■ Task
Put every one of the rows below into a two-column CSV with the headers request and answer. Give one line per request with its text and its answer, each in a single quoted field, and replace line breaks with spaces.

***** Extracted material *****

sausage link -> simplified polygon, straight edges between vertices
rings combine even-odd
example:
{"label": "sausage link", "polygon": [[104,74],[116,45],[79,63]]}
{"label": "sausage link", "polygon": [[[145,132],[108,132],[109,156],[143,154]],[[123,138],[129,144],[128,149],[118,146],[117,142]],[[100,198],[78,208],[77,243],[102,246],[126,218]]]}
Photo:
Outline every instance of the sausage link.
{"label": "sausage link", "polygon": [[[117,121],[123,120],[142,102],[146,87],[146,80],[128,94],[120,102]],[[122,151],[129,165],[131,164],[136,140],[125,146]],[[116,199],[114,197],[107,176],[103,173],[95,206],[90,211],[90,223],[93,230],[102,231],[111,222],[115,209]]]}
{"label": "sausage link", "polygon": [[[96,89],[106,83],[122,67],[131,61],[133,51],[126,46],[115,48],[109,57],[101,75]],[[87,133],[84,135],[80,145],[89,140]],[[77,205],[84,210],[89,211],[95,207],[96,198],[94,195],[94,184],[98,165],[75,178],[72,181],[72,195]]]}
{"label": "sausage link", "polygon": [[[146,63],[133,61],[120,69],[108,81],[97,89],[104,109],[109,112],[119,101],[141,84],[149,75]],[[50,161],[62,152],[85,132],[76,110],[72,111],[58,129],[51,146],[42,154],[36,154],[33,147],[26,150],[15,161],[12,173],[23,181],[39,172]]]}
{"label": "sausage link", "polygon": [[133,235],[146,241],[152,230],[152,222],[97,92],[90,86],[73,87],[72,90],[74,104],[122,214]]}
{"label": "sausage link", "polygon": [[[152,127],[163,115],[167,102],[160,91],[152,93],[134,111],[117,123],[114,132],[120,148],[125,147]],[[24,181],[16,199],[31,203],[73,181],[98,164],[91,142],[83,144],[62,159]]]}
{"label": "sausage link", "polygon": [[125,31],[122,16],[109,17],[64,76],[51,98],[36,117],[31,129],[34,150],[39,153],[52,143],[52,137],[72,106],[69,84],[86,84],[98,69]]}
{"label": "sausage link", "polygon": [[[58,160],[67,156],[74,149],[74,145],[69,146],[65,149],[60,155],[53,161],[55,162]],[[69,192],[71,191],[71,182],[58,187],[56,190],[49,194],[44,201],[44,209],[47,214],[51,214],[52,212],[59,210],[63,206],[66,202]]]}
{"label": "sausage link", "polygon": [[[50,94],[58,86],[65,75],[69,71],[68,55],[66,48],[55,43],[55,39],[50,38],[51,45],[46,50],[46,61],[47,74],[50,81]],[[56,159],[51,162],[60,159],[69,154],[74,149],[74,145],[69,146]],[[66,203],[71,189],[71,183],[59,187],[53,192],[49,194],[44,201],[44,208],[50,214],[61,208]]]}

*****

■ Finished task
request,answer
"sausage link -> simplified polygon, straight edges between vertices rings combine even-odd example: {""label"": ""sausage link"", ""polygon"": [[104,74],[116,45],[79,63]]} {""label"": ""sausage link"", ""polygon"": [[[145,132],[108,132],[109,156],[143,154]],[[123,138],[129,144],[128,149],[118,146],[117,142]],[[100,198],[78,208],[77,243],[102,246],[126,218]]]} Photo: Outline every instance of the sausage link.","{""label"": ""sausage link"", ""polygon"": [[[117,121],[123,120],[142,102],[146,87],[146,80],[128,94],[120,102]],[[122,151],[129,165],[131,164],[136,140],[125,146]],[[116,199],[114,197],[107,176],[103,173],[95,206],[90,211],[90,223],[93,230],[102,231],[111,222],[115,209]]]} {""label"": ""sausage link"", ""polygon"": [[[96,89],[106,83],[122,67],[131,61],[133,51],[126,46],[115,48],[109,57],[101,75]],[[87,133],[84,135],[80,145],[89,140]],[[77,205],[84,210],[89,211],[95,207],[96,198],[94,195],[94,184],[98,165],[75,178],[72,181],[72,195]]]} {""label"": ""sausage link"", ""polygon"": [[[146,63],[133,61],[120,69],[108,81],[97,89],[104,109],[109,112],[119,101],[141,84],[149,75]],[[50,161],[62,152],[85,132],[76,110],[72,111],[58,129],[51,146],[42,154],[36,154],[33,147],[26,150],[15,161],[12,173],[23,181],[39,172]]]} {""label"": ""sausage link"", ""polygon"": [[133,235],[146,241],[152,230],[152,222],[97,92],[90,86],[73,87],[72,90],[74,104],[122,214]]} {""label"": ""sausage link"", ""polygon"": [[[152,127],[163,115],[167,102],[160,91],[152,93],[134,111],[117,123],[114,132],[120,148],[125,147]],[[24,181],[16,199],[31,203],[73,181],[98,164],[91,142],[83,144],[62,159]]]} {""label"": ""sausage link"", ""polygon"": [[125,31],[122,16],[109,17],[64,76],[51,98],[36,117],[31,129],[34,150],[39,153],[52,143],[52,137],[72,106],[69,84],[86,84],[98,69]]} {""label"": ""sausage link"", ""polygon"": [[[58,160],[67,156],[74,149],[74,145],[69,146],[65,149],[60,155],[53,161],[55,162]],[[69,192],[71,191],[71,182],[58,187],[56,190],[49,194],[44,201],[44,209],[47,214],[51,214],[52,212],[59,210],[63,206],[66,202]]]} {""label"": ""sausage link"", ""polygon"": [[[50,94],[58,86],[65,75],[69,71],[68,55],[66,48],[55,43],[55,39],[50,38],[51,45],[46,50],[46,61],[47,74],[50,81]],[[56,159],[51,162],[60,159],[69,154],[74,149],[74,145],[69,146]],[[66,203],[71,189],[71,183],[59,187],[53,192],[49,194],[44,201],[44,208],[50,214],[61,208]]]}"